Short exercise =
Please reproduce word for word the lines of the records between the line containing "of the light" and the line containing "175], [41, 198]]", both included.

[Stored items]
BEGIN
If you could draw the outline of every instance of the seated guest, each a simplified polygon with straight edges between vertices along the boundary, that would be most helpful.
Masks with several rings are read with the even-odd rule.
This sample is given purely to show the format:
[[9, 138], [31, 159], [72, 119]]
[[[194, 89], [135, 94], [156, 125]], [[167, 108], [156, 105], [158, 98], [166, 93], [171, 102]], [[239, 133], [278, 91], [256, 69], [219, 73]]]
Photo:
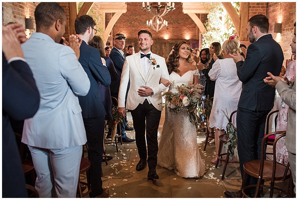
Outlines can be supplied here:
[[[99, 51], [100, 57], [105, 61], [105, 65], [109, 70], [111, 80], [118, 80], [119, 78], [119, 74], [115, 69], [112, 60], [110, 57], [103, 55], [105, 54], [105, 51], [103, 42], [101, 38], [98, 36], [94, 36], [89, 43], [89, 45], [93, 47], [96, 48]], [[100, 81], [98, 81], [97, 82], [99, 88], [99, 91], [100, 93], [101, 102], [103, 104], [103, 106], [105, 110], [105, 112], [107, 113], [105, 120], [113, 120], [113, 117], [112, 115], [112, 99], [111, 97], [110, 87], [104, 85]]]
[[215, 129], [215, 147], [216, 155], [211, 161], [215, 164], [219, 146], [219, 136], [226, 131], [229, 123], [222, 110], [228, 115], [237, 110], [237, 105], [242, 89], [242, 83], [237, 76], [236, 64], [229, 54], [241, 52], [240, 43], [237, 39], [226, 40], [223, 44], [223, 53], [226, 58], [218, 59], [213, 64], [208, 75], [210, 79], [216, 80], [214, 97], [209, 118], [209, 127]]
[[40, 104], [25, 120], [22, 142], [31, 152], [39, 197], [74, 198], [87, 141], [77, 96], [87, 95], [90, 82], [78, 61], [76, 36], [70, 35], [66, 45], [58, 43], [65, 32], [64, 10], [57, 3], [42, 2], [34, 15], [36, 32], [22, 47]]
[[2, 26], [2, 92], [5, 94], [2, 96], [2, 197], [4, 198], [28, 197], [9, 118], [23, 120], [32, 117], [39, 105], [38, 90], [20, 43], [26, 41], [24, 30], [18, 24]]
[[132, 55], [134, 53], [134, 48], [131, 45], [129, 45], [127, 46], [127, 50], [126, 50], [126, 54], [125, 56], [128, 56]]
[[110, 56], [110, 54], [111, 53], [112, 50], [110, 48], [109, 46], [106, 46], [105, 47], [105, 56], [108, 57]]

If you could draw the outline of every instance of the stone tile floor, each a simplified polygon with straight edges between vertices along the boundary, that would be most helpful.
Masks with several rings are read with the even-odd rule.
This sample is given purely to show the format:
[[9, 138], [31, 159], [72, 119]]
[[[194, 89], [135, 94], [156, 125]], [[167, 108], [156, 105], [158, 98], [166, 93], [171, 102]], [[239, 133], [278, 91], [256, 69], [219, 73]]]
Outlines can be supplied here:
[[[159, 131], [161, 133], [164, 121], [164, 112], [162, 117]], [[130, 112], [128, 113], [128, 124], [133, 126]], [[134, 132], [126, 131], [127, 135], [134, 138]], [[153, 181], [147, 178], [148, 167], [141, 171], [136, 170], [136, 165], [139, 160], [135, 143], [119, 145], [119, 151], [116, 152], [115, 144], [110, 142], [105, 143], [107, 154], [113, 156], [112, 160], [106, 165], [102, 162], [104, 177], [103, 187], [108, 187], [110, 198], [225, 198], [224, 191], [236, 191], [241, 186], [241, 174], [239, 164], [233, 164], [227, 168], [226, 178], [222, 181], [221, 175], [223, 165], [218, 168], [211, 162], [215, 156], [215, 144], [208, 144], [206, 154], [203, 151], [205, 139], [204, 132], [198, 132], [198, 144], [201, 151], [201, 156], [204, 160], [206, 171], [203, 177], [199, 178], [185, 178], [177, 175], [173, 170], [170, 170], [158, 165], [156, 167], [159, 179]], [[87, 157], [87, 155], [86, 155]], [[85, 179], [81, 176], [81, 179]], [[83, 180], [83, 181], [84, 181]], [[276, 182], [276, 185], [287, 188], [288, 183]], [[269, 184], [269, 183], [268, 183]], [[265, 195], [269, 197], [269, 191], [264, 188]], [[274, 193], [274, 197], [278, 197]]]

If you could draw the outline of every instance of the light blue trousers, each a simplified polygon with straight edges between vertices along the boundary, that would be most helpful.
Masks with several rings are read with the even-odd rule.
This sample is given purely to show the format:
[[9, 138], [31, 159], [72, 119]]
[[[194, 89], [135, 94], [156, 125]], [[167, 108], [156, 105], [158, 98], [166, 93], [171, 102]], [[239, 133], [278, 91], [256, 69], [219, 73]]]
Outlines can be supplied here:
[[75, 198], [83, 148], [47, 149], [28, 145], [37, 175], [41, 198]]

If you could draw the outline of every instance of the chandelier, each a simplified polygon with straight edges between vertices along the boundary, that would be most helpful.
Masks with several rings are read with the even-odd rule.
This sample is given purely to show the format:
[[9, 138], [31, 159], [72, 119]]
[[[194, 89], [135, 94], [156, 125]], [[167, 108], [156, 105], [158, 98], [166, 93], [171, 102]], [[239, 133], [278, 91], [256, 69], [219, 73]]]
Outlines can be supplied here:
[[147, 5], [145, 6], [145, 3], [142, 4], [142, 9], [145, 11], [150, 12], [153, 17], [150, 21], [147, 20], [147, 26], [150, 27], [153, 30], [157, 32], [163, 27], [167, 26], [167, 21], [163, 20], [162, 17], [170, 11], [175, 10], [175, 3], [171, 2], [147, 2]]
[[165, 20], [163, 21], [161, 17], [154, 16], [150, 21], [147, 20], [147, 26], [157, 32], [163, 27], [167, 26], [167, 21]]
[[[175, 10], [175, 3], [173, 2], [172, 6], [171, 2], [147, 2], [147, 5], [145, 6], [145, 3], [143, 2], [142, 9], [145, 11], [150, 12], [152, 15], [156, 17], [162, 17], [170, 11]], [[162, 11], [162, 10], [163, 11]], [[155, 12], [156, 11], [156, 13]]]

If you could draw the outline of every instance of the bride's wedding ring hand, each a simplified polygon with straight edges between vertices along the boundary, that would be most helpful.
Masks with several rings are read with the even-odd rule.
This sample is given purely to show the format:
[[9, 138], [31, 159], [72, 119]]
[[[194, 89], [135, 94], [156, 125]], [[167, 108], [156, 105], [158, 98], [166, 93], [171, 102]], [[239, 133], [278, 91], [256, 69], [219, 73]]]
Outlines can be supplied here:
[[167, 87], [170, 85], [172, 85], [173, 84], [170, 81], [167, 79], [160, 79], [160, 81], [159, 82], [159, 83], [162, 83], [164, 84], [165, 86], [166, 86]]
END
Result for this exercise =
If you could draw the outline of every instance of the light blue trousers, each a simplified polygon with straight edges between vertices along the boundary, that would be most helpful.
Masks with several rings are read with the even-odd rule.
This sample is given purely to show the format:
[[9, 138], [31, 159], [72, 119]]
[[[194, 89], [135, 94], [156, 125]], [[167, 108], [156, 105], [158, 98], [166, 93], [171, 102]], [[239, 133], [278, 91], [256, 69], [219, 73]]]
Outlines can be supplied here:
[[75, 198], [83, 148], [47, 149], [28, 145], [37, 175], [41, 198]]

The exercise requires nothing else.